**What is expected**
Copy the records below word for word, but leave out the pictures.

**Entries provided**

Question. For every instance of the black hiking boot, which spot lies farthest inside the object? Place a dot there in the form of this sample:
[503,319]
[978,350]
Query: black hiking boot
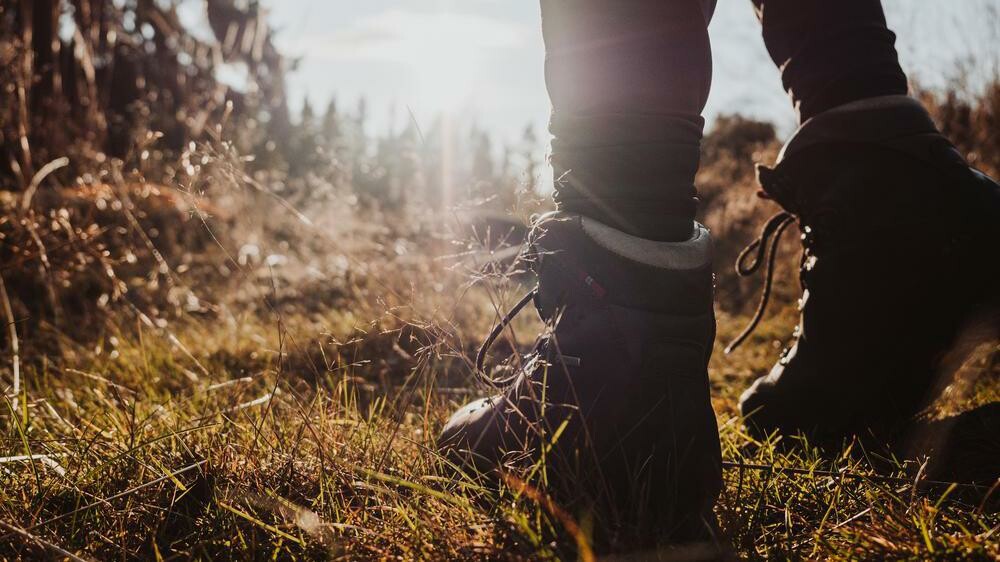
[899,271]
[615,397]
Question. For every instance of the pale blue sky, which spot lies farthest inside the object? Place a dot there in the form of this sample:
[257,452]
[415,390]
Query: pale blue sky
[484,58]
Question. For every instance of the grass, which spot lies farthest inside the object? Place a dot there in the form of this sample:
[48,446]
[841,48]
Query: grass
[297,422]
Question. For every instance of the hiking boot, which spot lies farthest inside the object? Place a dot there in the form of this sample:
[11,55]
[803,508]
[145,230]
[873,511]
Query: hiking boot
[899,270]
[615,397]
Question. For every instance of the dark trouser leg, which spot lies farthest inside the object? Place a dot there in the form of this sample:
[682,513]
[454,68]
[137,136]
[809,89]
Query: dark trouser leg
[628,80]
[831,52]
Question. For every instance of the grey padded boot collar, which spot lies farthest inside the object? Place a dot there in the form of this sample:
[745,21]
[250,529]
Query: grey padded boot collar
[691,254]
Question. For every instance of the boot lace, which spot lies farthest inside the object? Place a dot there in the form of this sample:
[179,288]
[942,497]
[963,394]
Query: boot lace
[764,248]
[481,372]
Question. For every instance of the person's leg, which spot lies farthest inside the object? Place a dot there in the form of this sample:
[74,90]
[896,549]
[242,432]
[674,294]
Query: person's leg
[620,378]
[628,80]
[896,230]
[831,53]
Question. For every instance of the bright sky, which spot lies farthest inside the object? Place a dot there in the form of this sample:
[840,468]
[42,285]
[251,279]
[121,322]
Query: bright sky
[484,58]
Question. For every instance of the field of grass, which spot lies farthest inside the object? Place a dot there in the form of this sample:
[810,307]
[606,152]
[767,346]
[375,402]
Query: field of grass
[231,334]
[287,410]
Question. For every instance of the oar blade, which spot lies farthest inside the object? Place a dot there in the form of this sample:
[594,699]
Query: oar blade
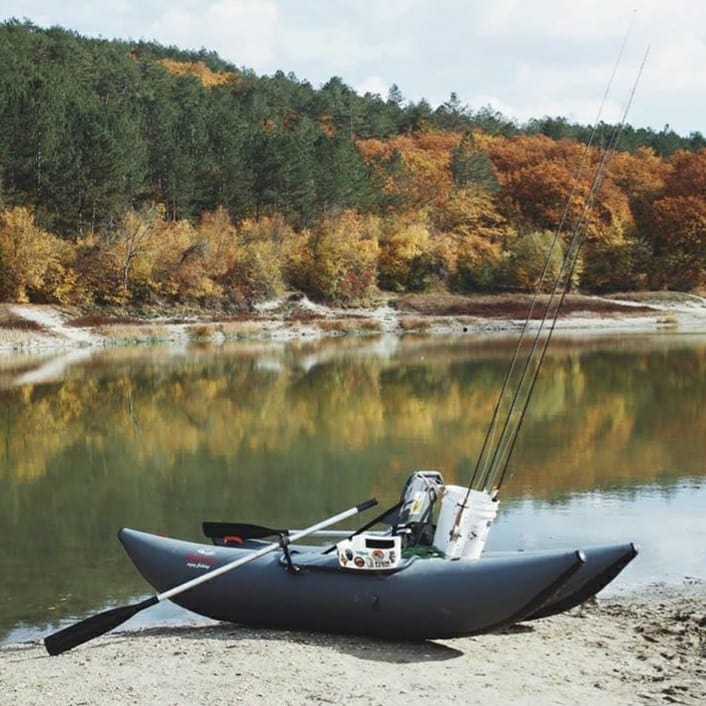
[244,530]
[85,630]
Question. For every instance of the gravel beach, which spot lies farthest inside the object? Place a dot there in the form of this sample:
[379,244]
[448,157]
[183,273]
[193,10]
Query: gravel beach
[637,649]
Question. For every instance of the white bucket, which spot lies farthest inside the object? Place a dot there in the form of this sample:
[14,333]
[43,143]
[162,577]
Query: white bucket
[468,538]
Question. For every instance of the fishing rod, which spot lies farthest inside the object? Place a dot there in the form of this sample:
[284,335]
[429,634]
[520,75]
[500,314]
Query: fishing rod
[488,440]
[488,471]
[578,238]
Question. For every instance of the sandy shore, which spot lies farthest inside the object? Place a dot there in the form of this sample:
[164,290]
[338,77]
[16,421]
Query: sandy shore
[640,649]
[28,328]
[635,649]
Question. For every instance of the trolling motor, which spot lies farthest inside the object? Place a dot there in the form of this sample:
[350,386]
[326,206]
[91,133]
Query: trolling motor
[414,522]
[412,526]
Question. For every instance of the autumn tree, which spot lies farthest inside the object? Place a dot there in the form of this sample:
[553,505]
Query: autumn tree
[33,263]
[677,229]
[336,261]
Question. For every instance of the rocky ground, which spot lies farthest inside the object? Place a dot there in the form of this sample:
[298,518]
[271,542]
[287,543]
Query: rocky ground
[647,649]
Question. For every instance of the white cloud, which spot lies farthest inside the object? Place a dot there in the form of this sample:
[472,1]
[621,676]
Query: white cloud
[241,31]
[546,57]
[373,84]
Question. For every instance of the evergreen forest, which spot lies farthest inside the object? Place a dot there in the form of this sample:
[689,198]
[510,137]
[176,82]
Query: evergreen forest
[134,173]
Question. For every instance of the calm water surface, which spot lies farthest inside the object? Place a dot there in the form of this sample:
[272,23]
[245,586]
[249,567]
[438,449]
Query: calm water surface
[161,439]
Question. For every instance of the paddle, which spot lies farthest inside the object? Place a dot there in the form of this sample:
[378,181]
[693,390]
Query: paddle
[389,517]
[245,530]
[101,623]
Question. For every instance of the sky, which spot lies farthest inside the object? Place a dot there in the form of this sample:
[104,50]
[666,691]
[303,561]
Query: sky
[578,59]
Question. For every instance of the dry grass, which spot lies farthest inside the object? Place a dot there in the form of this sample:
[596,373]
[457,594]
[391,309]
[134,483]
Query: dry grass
[351,325]
[508,306]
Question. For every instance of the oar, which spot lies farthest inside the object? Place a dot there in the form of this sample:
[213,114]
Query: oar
[389,517]
[219,530]
[245,530]
[102,623]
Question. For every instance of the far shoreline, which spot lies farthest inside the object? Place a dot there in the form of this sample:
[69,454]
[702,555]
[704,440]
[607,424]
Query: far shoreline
[36,328]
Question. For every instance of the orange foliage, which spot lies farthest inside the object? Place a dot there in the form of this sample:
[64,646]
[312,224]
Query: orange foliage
[208,78]
[679,224]
[426,179]
[687,176]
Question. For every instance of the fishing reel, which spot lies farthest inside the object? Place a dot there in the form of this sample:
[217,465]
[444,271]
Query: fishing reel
[370,552]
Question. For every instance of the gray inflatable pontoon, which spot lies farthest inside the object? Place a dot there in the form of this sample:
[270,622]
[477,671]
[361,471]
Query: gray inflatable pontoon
[419,599]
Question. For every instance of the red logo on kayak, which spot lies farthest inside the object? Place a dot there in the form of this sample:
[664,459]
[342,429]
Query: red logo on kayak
[200,561]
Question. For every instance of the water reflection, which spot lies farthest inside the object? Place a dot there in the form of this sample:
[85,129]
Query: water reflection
[164,438]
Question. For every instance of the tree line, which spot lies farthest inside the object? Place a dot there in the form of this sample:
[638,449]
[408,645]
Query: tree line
[132,172]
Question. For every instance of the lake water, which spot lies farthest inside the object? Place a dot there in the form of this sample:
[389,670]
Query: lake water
[160,439]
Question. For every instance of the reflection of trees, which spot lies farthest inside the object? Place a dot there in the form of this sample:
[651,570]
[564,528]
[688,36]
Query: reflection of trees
[164,443]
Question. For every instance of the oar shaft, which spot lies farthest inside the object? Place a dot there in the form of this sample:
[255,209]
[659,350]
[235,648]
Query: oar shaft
[181,588]
[101,623]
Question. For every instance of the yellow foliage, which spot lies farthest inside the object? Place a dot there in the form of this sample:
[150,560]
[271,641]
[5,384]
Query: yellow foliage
[208,78]
[337,261]
[26,254]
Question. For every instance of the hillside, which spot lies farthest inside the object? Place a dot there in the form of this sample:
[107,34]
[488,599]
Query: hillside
[132,173]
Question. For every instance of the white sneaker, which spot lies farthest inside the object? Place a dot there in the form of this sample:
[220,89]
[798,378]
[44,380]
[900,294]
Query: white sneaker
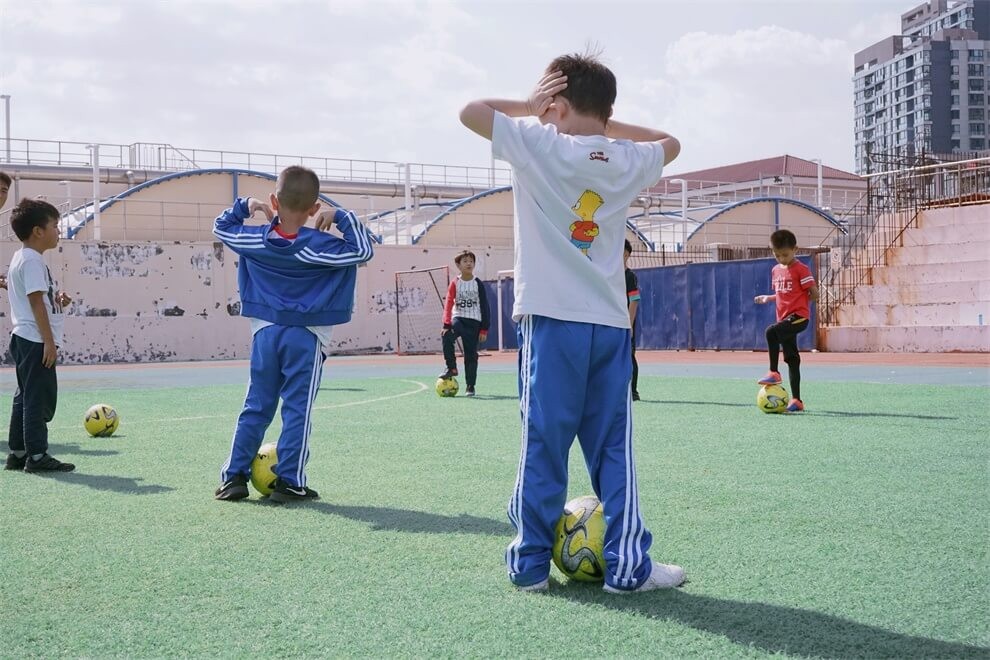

**Solution to this exercise**
Question. For every instance of the black hiking boot, which spot lies farthest inside the object? Place a dot there in the form of this sample:
[503,319]
[978,350]
Query: black hiking boot
[899,271]
[615,397]
Question. For every instance of the pale blue sky, which spot lies farthest inside the object? Place a dot there in the form of this sample:
[257,452]
[415,390]
Query: pale blue sky
[484,58]
Question. For every instance of the grass, which spot lies farthest inside the object? Place a dot there in the form of this sample:
[48,446]
[841,48]
Query: grass
[297,422]
Question. For every instance of the hiking boot, which spot lies farthest inside the object? Place a dot there in the form of this sample:
[11,55]
[803,508]
[145,230]
[873,511]
Query: hiking boot
[899,270]
[615,397]
Question. For every instance of the dark trouser leg, which spot lies farthest inside the object? Place a dot there in the form of this sample:
[682,513]
[454,68]
[137,136]
[809,89]
Query: dark trouser leg
[628,80]
[831,52]
Question. For every instance of the grey padded boot collar, which spot lies farthest inside the object? Place a dot there in the form of this sample:
[745,21]
[250,529]
Query: grey padded boot collar
[691,254]
Question. For every instance of the boot lace, which spot lies farthest inside the object? Place a dot there in the form of this sample:
[179,288]
[942,497]
[963,394]
Query: boot lace
[764,248]
[481,372]
Question. For every instance of the person's leg, which spot lies farthest inside the object? Place a dot there in the form of this sample:
[74,90]
[896,549]
[242,432]
[674,294]
Query: person's leg
[620,378]
[628,80]
[896,230]
[831,53]
Question. For every instance of the bright sky, which spot lies farthest inside the object? Place a dot there in the form of this sample:
[840,468]
[42,285]
[251,279]
[121,322]
Query: bright sky
[484,58]
Question. For every instance of the field of grass, which spot lies farthest inside the object? Place a dot there in the form of this sample:
[810,307]
[606,152]
[767,346]
[375,402]
Query: field of grass
[231,334]
[287,410]
Question. For every instance of the oar blade, which spot lies farthest inside the object? Place a dot there in the form of this sample:
[594,699]
Query: oar blade
[244,530]
[85,630]
Question. For every instance of the gravel beach, which spot lies farthest inside the object? Place a dot there in the form of this sample:
[379,244]
[448,157]
[183,273]
[193,10]
Query: gravel beach
[637,649]
Question. For every instance of the white bucket, which spot lies farthest inside the object? Place a dot there in the form of this sample:
[14,333]
[43,143]
[162,577]
Query: white bucket
[468,538]
Question. For every instance of the fishing rod, which spot lies farthest inside the object? Place a dot there in the form of this sample:
[284,335]
[429,634]
[520,75]
[500,314]
Query: fishing rod
[488,440]
[488,471]
[578,238]
Question. For every instance of the sandy shore, which spot lies farthest inside the object? Place a dot there in the form of this sample:
[164,290]
[338,77]
[16,421]
Query: sandy shore
[640,649]
[28,328]
[635,649]
Question. For every instance of the trolling motor, which spot lies farthest inside the object? Place a dot there in the form of this sample:
[350,386]
[326,206]
[91,133]
Query: trolling motor
[414,522]
[412,526]
Question. For every instance of the autumn tree, which spot lies farthest inside the object? Place a dot there in the form of this sample:
[553,505]
Query: autumn tree
[33,263]
[677,229]
[336,261]
Question. For every instance of the rocky ground, which spot lies farthest inside the object? Place a dot there in the form of this sample:
[298,518]
[271,542]
[287,543]
Query: rocky ground
[647,649]
Question. For every instance of the white cloud, which spot lies farthest inside the object? Place a dot there in the form of this sample:
[472,1]
[621,676]
Query: white cloud
[241,31]
[546,57]
[373,84]
Question. For every instance of the evergreen forest, which spot lies farthest inside the object? Place a dot there in the form of this sample:
[689,198]
[510,137]
[176,82]
Query: evergreen forest
[134,173]
Question. For every instance of the calm water surface, which spot lies farthest inside the object? Place a dot there in the form of this sample:
[272,23]
[245,586]
[249,567]
[438,449]
Query: calm water surface
[161,439]
Question. For every instance of the paddle, which spot lies farthest inside the object? Place a dot there in the form of this sample:
[378,181]
[693,390]
Query: paddle
[389,517]
[245,530]
[101,623]
Question. For every instance of the sky, which spot lies farthest inside the object? Place a dot there in the form of this sample:
[104,50]
[666,691]
[303,561]
Query: sky
[578,59]
Question. For every instance of the dry grass, which spot lies farthest inside the object? Place a dot there in the form of this sample:
[596,373]
[457,594]
[391,309]
[134,483]
Query: dry grass
[351,325]
[508,306]
Question. For every instance of the oar, which spot lies farthest inside the object? Place a dot there in the form of this sample:
[213,114]
Query: oar
[389,517]
[219,530]
[245,530]
[102,623]
Question. For every instance of the far shoreline, which spot lies farthest inside the object? Place a dot there in the form of this sample:
[69,454]
[702,555]
[704,440]
[607,424]
Query: far shoreline
[36,328]
Question. For every instance of the orange foliage, which spot lies farthest inside the object? Place a dot there in the form of this sample:
[64,646]
[312,224]
Query: orange foliage
[208,78]
[679,224]
[426,179]
[687,176]
Question. For every instance of the fishing reel, which spot lies farthest inside the object? Place a dot there in the form of this sample:
[217,465]
[444,271]
Query: fishing reel
[370,552]
Question. For every instance of the gray inflatable pontoon, which spot lies farthest inside the object? Place a dot there in the form of this sample:
[270,622]
[477,671]
[361,471]
Query: gray inflatable pontoon
[419,599]
Question. For every instance of the red logo on kayak, which spot lies farthest inside the object? Place a dot there in the form of this sample:
[664,459]
[342,429]
Query: red logo on kayak
[200,561]
Question. For every instance of the water reflection, which spot lies farthest inside the object? Place a dot there in the form of this sample:
[85,129]
Query: water reflection
[164,438]
Question. For every instance of the tree line, which spot lies farthest inside the object? Place a dot there in the form of this sample:
[638,449]
[408,645]
Query: tree line
[132,172]
Question. For every instance of the lake water, which spot lies farthest inside the object? Place a dot there in the form of this sample:
[389,670]
Query: lake water
[160,439]
Question. For every instance of the reflection of trees, which spot lies farthest inside the object? Place a dot there in the form of this sample:
[651,570]
[564,528]
[688,36]
Query: reflection of trees
[164,443]
Question. For every instance of the oar shaft, which spot lies farthest inside the object? Place a dot there in the form of this sample:
[255,209]
[659,350]
[235,648]
Query: oar shaft
[181,588]
[101,623]
Question. For every instance of the yellow foliage, which spot lies farthest inside the object? Place a dot there in the form of this sample:
[150,560]
[271,641]
[5,384]
Query: yellow foliage
[208,78]
[337,261]
[26,254]
Question. For every instance of the hillside, which spot lies farthest inside the object? Place a dot there in the form of this sample:
[107,34]
[488,599]
Query: hillside
[132,173]
Question. For every instance of the white sneaker, which spot lies farthest inside the object? Place a dot there in the form of this sample:
[220,89]
[798,378]
[44,380]
[900,294]
Query: white sneaker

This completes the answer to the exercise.